## THE TASK
Write out, word for word, every line from the one containing "the white megaphone" through the last line of the records below, both ends included.

start

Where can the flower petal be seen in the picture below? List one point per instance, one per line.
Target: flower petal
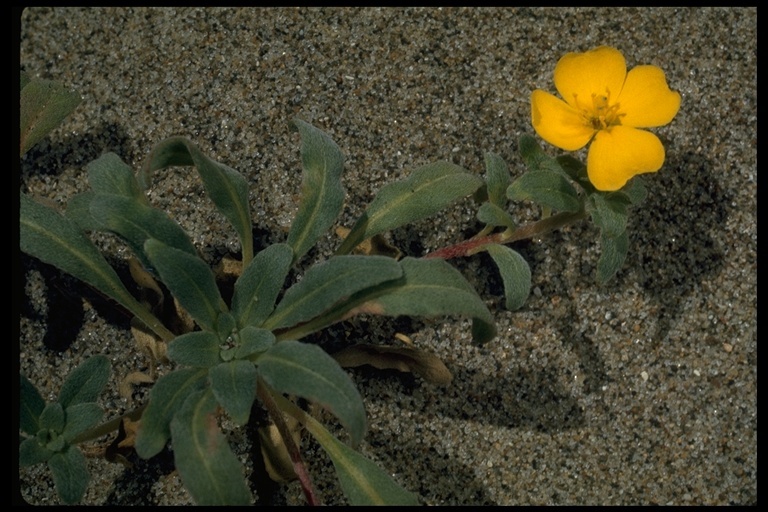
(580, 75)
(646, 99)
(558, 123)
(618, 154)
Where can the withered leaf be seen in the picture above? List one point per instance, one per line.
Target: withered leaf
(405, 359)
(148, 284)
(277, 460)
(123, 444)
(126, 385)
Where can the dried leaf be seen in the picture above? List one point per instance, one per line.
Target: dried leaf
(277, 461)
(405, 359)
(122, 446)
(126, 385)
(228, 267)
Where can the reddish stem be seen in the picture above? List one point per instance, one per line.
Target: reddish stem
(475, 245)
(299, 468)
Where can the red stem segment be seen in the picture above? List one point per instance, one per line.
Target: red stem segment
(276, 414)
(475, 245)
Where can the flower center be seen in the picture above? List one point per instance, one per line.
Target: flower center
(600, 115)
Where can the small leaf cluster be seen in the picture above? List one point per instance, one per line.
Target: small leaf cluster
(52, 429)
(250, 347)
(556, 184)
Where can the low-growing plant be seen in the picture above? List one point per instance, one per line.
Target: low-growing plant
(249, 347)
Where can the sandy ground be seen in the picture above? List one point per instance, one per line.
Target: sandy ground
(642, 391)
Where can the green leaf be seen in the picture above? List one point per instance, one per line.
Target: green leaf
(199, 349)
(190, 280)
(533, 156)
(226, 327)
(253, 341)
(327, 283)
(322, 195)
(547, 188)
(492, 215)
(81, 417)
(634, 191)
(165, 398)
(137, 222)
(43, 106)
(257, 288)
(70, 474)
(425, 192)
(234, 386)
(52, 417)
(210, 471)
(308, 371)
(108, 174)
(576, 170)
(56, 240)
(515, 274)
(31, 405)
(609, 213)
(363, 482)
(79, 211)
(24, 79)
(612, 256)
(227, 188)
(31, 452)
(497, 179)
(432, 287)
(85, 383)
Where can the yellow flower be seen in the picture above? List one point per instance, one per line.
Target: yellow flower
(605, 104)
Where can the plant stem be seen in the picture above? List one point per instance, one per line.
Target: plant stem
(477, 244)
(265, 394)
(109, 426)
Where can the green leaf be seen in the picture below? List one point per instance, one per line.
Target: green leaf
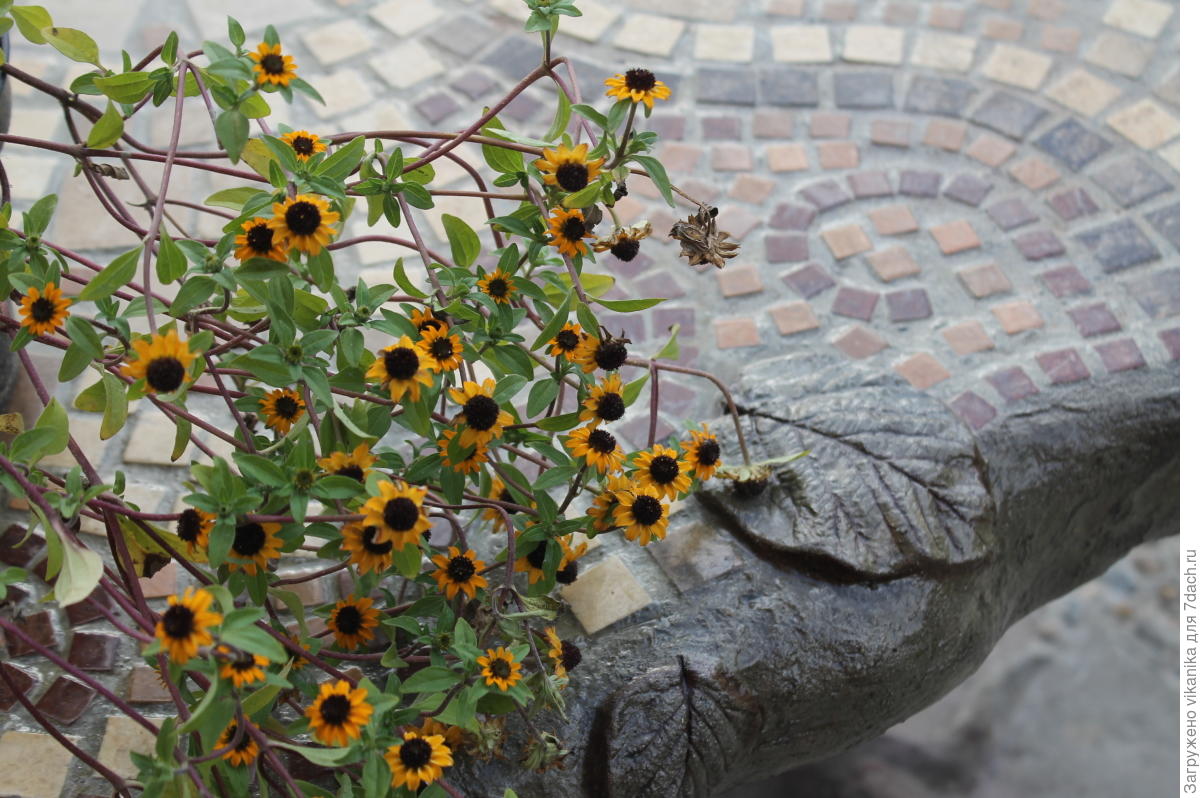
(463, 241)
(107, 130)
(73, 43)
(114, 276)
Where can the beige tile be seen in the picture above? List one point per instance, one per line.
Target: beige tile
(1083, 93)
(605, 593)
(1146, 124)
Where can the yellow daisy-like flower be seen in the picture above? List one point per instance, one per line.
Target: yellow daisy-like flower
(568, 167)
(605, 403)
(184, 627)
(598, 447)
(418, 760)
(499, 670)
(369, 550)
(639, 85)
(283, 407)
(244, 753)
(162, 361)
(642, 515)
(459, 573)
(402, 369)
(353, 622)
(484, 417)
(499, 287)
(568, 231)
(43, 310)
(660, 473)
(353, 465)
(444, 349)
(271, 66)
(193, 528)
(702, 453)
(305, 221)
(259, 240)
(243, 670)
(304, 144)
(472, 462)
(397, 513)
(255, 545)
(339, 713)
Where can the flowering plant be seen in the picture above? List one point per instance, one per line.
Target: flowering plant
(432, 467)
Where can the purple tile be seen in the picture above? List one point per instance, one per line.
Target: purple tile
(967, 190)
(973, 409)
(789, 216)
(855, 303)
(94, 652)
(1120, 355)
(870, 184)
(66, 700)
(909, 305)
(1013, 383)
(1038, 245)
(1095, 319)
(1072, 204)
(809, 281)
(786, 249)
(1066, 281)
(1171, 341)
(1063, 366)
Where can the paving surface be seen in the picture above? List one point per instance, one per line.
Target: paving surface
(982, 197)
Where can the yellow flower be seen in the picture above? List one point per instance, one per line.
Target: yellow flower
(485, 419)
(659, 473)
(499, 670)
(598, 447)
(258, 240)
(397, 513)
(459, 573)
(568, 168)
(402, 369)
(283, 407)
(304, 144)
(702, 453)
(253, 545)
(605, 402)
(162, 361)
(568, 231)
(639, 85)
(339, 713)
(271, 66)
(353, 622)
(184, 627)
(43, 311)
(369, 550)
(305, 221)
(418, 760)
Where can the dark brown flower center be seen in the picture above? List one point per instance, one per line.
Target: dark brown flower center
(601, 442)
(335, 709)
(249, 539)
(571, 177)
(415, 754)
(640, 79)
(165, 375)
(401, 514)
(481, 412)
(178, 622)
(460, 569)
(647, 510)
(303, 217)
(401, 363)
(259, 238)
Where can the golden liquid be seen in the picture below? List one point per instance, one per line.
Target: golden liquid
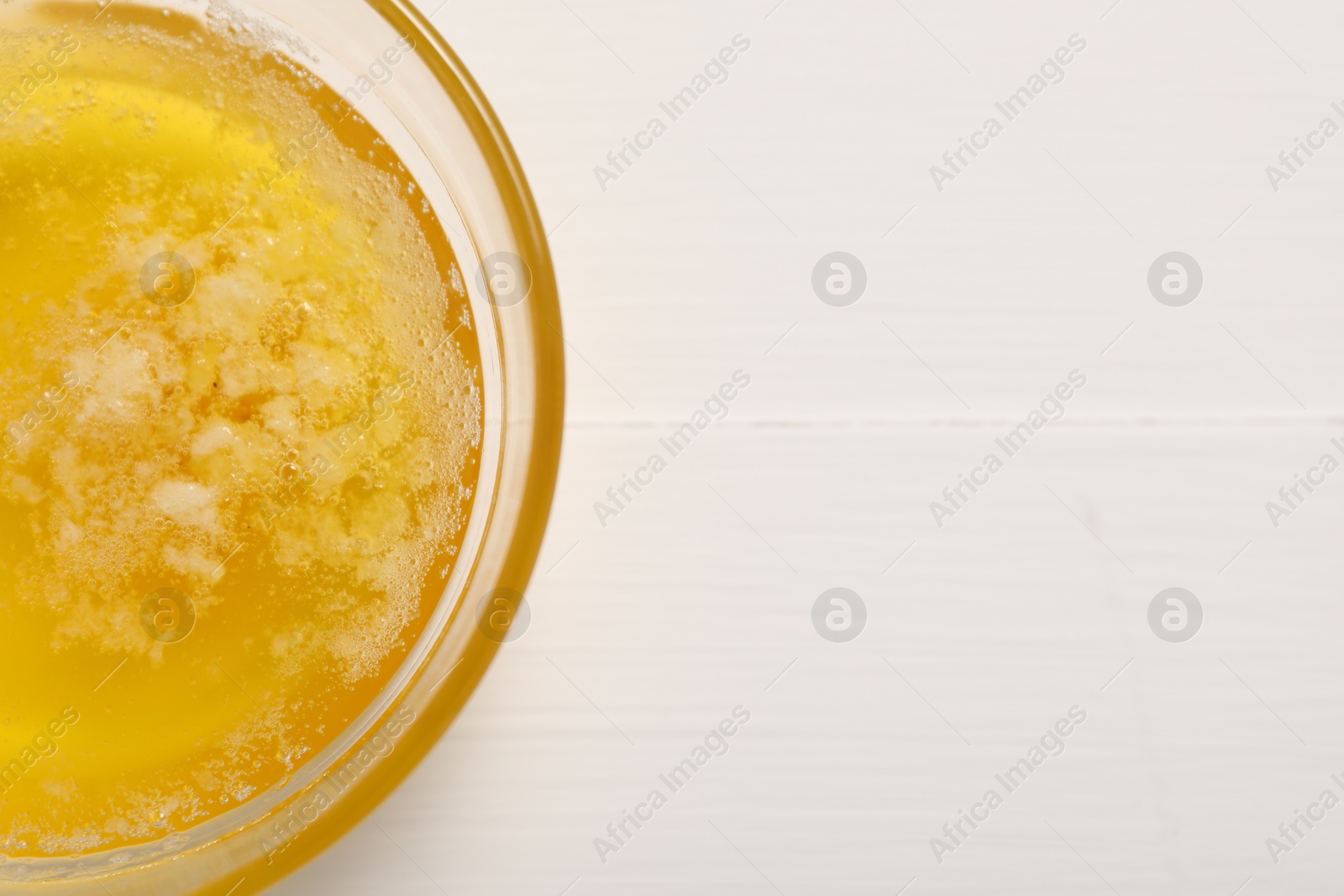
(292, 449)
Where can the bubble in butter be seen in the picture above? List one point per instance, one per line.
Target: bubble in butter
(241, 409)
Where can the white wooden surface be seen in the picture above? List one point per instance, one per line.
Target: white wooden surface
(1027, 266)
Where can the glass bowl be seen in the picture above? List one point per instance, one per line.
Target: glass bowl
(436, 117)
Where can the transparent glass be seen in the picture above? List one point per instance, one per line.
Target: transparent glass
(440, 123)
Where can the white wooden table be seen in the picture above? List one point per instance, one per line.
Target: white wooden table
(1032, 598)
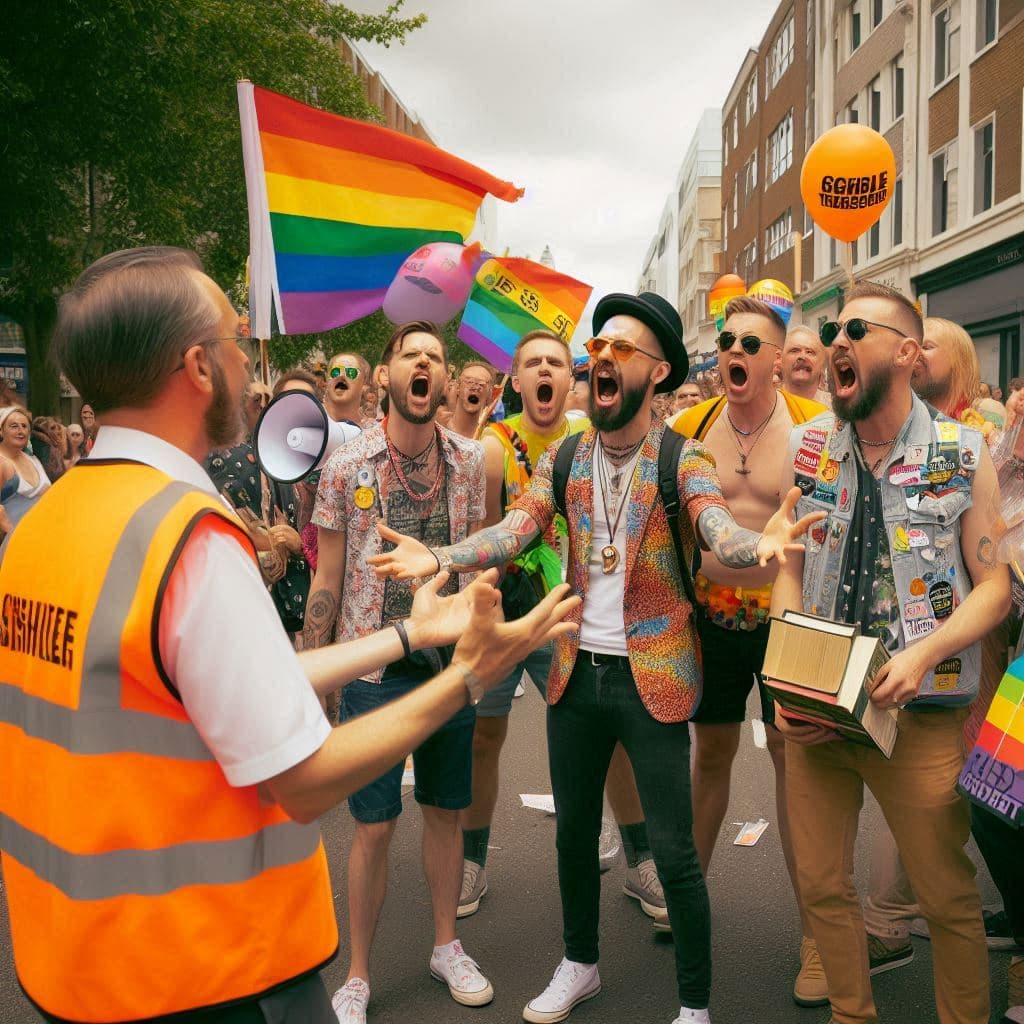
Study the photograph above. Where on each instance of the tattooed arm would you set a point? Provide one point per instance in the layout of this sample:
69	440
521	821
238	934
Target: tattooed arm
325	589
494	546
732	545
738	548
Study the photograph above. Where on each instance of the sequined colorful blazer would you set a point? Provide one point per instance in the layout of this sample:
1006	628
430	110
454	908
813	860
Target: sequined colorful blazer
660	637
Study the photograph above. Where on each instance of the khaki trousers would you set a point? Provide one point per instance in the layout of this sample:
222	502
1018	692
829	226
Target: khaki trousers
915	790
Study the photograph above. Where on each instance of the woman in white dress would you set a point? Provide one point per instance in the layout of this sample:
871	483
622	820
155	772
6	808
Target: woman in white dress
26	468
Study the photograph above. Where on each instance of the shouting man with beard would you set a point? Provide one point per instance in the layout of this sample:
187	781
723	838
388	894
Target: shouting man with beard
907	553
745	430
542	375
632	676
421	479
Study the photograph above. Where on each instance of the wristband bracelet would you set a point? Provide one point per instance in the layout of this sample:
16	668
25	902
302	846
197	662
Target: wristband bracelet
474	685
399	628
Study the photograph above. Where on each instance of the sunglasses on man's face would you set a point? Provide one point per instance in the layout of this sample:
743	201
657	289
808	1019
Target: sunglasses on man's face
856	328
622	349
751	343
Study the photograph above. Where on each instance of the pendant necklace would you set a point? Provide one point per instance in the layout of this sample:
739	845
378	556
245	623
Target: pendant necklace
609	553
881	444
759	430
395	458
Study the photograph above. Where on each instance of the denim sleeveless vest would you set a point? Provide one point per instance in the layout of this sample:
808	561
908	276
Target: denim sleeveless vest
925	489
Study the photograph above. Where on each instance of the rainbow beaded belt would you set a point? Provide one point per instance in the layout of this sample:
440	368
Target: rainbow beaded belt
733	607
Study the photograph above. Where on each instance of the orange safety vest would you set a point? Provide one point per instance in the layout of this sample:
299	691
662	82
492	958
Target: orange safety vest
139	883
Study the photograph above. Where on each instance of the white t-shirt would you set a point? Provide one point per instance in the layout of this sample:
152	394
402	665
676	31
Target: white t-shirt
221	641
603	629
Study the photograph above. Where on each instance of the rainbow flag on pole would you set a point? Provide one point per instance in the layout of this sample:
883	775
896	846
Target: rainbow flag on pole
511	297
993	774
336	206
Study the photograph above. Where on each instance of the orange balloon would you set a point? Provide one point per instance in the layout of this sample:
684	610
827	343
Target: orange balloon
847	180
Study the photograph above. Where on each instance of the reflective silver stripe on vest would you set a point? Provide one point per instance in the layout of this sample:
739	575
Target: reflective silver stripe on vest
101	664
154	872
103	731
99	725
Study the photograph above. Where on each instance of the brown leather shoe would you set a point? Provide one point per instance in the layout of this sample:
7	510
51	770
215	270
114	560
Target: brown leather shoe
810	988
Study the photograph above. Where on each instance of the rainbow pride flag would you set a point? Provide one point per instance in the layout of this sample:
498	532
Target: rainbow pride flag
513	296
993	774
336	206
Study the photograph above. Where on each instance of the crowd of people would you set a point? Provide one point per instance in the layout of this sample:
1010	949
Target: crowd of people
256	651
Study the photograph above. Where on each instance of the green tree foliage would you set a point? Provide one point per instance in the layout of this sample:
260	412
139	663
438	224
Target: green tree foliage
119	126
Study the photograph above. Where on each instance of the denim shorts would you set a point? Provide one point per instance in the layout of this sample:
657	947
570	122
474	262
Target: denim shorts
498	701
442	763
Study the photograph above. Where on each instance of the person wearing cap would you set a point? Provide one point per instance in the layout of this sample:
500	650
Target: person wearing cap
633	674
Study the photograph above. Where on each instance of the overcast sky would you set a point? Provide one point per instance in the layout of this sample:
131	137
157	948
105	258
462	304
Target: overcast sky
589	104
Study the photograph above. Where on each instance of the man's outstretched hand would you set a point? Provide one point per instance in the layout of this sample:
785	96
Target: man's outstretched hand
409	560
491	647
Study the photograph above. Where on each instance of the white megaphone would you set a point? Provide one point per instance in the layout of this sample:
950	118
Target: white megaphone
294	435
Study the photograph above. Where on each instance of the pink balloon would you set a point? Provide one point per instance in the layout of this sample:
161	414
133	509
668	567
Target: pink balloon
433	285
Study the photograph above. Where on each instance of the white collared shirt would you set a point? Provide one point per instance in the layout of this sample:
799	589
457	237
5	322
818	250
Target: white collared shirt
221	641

end

## SOLUTION TO THIS PROBLEM
Study the photograph above. Where on each instance of the white megaphone would you set a point? Provide one point per instance in the layout of this sample:
950	118
Target: white megaphone
294	435
Study the photograph above. Where on each instance of the pink balloon would you set a point? Provide one point per instance in the layout of this sample:
161	414
133	509
668	567
Target: pink balloon
433	285
Study the photograph above. Where on each instance of the white collared shirt would you set a point? Provide one point per instance in the layout of this sample:
799	589
457	237
5	322
818	250
Target: white collared shirt
221	641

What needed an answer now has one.